Problem details: Would you restate, exactly as they appear, the lines from the one containing "If you could pin the blue ceramic" through the end of the data below?

_____

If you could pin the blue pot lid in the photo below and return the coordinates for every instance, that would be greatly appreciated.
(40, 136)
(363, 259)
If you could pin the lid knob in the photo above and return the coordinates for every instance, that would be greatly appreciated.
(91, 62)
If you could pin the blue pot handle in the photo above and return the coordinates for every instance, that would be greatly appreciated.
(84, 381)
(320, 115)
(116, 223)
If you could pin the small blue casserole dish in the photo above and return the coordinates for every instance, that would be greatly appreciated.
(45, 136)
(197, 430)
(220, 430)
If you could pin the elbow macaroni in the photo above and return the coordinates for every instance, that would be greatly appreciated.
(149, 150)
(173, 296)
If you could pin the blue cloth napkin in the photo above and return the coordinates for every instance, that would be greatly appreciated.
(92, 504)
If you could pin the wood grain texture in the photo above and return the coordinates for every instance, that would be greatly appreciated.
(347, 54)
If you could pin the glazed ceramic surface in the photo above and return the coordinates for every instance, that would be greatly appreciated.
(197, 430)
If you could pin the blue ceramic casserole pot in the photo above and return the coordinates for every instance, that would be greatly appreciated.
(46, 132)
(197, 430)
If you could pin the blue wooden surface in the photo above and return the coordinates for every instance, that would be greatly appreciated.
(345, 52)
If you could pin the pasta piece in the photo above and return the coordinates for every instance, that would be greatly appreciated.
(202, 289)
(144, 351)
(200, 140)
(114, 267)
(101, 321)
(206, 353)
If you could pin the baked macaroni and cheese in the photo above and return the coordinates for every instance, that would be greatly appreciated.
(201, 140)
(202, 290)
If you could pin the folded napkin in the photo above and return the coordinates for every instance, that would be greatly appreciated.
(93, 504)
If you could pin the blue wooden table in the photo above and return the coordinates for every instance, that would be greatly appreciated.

_____

Correct result:
If you could pin the blue ceramic casserole pot in the photo above and return the coordinates for every instance, that would be greatly appreciated.
(46, 132)
(197, 430)
If you could pin the blue wooden surface in the photo above and return the coordinates for every instance, that would be greatly appreciated.
(345, 52)
If you could pin the pasta piece in the photo above and return the coordinates for every instance, that would be greatly appreciated.
(202, 289)
(144, 351)
(200, 140)
(114, 267)
(101, 321)
(206, 353)
If you could pin the baked macaroni and cheese in the photo above and return the coordinates for every instance, that would be greatly appreciated.
(201, 140)
(202, 290)
If you could pin the folded napkin in the photo above and return the coordinates for every instance, that would be greatly appreciated.
(93, 504)
If you could pin the blue wooden table in the photo above and return the coordinates for every instance, that would be greatly appreciated.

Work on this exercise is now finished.